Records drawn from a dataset

====

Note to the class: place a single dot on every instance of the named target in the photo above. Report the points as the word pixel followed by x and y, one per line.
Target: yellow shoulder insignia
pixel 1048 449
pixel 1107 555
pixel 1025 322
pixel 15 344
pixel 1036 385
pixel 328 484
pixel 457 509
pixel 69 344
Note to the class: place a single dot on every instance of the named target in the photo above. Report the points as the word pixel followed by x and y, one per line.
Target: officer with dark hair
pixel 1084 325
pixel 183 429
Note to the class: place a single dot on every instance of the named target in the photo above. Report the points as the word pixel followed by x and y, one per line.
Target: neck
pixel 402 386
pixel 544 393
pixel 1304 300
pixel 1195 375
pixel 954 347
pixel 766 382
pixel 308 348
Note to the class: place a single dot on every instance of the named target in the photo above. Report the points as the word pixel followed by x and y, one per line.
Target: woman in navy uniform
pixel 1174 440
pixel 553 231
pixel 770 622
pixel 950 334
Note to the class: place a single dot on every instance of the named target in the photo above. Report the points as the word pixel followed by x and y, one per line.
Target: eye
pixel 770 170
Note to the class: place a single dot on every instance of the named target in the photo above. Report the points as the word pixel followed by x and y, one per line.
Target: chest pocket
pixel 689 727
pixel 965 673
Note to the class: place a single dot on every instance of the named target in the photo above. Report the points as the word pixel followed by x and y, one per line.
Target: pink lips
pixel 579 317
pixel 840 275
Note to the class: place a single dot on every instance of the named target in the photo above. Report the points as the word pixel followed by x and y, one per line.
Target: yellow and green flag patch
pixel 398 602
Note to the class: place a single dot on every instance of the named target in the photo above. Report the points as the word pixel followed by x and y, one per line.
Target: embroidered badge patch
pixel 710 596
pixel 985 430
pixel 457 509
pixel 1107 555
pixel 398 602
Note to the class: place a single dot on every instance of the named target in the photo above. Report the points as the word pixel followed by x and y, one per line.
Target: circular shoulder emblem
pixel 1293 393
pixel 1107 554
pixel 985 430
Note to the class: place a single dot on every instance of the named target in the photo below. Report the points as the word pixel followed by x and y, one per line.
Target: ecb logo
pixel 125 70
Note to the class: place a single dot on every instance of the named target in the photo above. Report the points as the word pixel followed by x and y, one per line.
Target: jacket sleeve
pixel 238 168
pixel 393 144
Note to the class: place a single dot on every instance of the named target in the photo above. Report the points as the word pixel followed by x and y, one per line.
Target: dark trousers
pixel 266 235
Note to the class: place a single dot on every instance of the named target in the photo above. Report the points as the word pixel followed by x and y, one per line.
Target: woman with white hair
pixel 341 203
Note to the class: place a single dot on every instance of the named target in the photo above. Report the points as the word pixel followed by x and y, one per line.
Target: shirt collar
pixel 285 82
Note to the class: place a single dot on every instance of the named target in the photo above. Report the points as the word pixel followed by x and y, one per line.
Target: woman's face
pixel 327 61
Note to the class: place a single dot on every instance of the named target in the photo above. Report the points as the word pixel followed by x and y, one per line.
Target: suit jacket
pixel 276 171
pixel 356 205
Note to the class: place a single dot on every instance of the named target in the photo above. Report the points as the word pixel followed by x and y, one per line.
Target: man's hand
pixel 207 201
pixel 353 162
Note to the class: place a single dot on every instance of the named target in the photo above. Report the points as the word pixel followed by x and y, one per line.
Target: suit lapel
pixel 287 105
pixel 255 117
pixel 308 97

====

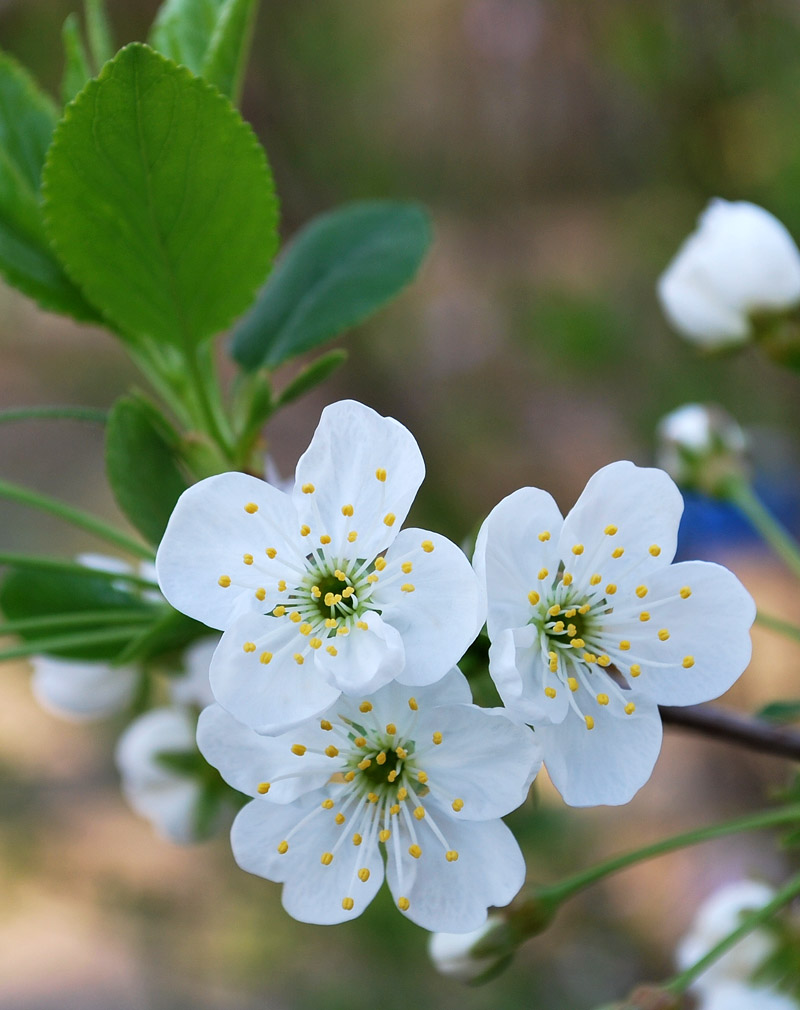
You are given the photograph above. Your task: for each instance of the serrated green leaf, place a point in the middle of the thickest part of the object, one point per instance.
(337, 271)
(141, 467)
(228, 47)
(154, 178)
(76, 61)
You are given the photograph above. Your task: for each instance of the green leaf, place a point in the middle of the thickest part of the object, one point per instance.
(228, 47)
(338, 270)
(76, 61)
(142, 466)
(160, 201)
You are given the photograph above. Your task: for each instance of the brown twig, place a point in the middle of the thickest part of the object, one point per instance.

====

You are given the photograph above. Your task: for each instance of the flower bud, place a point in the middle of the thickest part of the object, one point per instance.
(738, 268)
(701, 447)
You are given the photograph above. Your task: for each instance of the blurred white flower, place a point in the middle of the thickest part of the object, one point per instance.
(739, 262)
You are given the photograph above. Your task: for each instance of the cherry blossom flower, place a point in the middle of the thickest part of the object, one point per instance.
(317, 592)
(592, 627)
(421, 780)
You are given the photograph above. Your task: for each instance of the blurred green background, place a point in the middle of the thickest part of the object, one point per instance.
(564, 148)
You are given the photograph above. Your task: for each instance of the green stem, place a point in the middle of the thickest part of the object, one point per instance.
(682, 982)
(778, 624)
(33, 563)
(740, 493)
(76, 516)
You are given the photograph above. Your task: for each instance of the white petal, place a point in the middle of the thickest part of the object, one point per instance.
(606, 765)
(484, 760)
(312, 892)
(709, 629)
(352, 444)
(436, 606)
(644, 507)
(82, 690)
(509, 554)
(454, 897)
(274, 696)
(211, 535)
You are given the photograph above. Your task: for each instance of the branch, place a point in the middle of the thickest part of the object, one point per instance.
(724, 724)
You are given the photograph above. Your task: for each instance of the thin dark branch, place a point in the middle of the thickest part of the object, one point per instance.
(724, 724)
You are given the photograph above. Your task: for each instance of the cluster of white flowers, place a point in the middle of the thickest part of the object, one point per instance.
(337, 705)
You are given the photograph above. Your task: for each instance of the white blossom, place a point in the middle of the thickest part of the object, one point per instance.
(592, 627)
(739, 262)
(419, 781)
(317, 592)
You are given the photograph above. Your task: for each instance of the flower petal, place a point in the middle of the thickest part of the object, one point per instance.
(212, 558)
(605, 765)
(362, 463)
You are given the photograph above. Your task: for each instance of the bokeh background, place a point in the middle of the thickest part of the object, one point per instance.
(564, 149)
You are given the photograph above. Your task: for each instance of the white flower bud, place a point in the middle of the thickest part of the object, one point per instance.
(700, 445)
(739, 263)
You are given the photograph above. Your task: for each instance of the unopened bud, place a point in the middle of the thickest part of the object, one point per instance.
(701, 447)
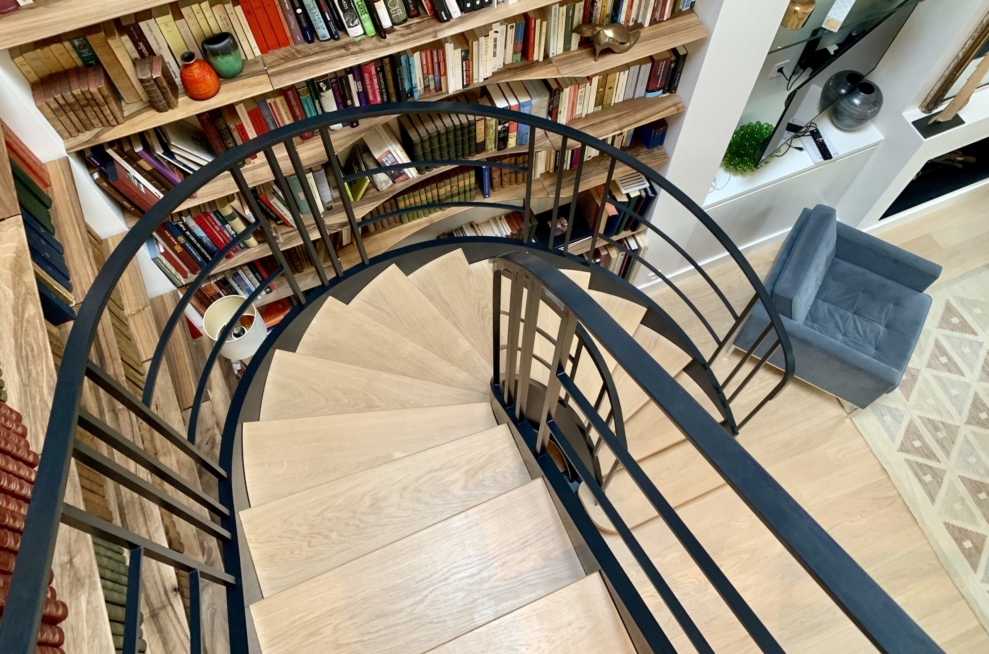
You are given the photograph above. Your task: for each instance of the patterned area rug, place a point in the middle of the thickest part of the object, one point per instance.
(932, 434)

====

◆ **WORK ITEM**: Only one stretch of the records above is wanted: the lines between the one holding "the green leaf, place" and the one holding "of the brown", inclusive, reproduced exactly.

◆ **SOLUTION**:
You are given the photograph above. Your task: for each instance of the green leaf, place a point in the middle of the thickest part of the object, one point per instance.
(228, 47)
(338, 270)
(76, 61)
(142, 466)
(160, 201)
You are given the photograph above. Your task: for each instance of the brown twig, place a point in the middle of the thickest part of the object, one point per instance.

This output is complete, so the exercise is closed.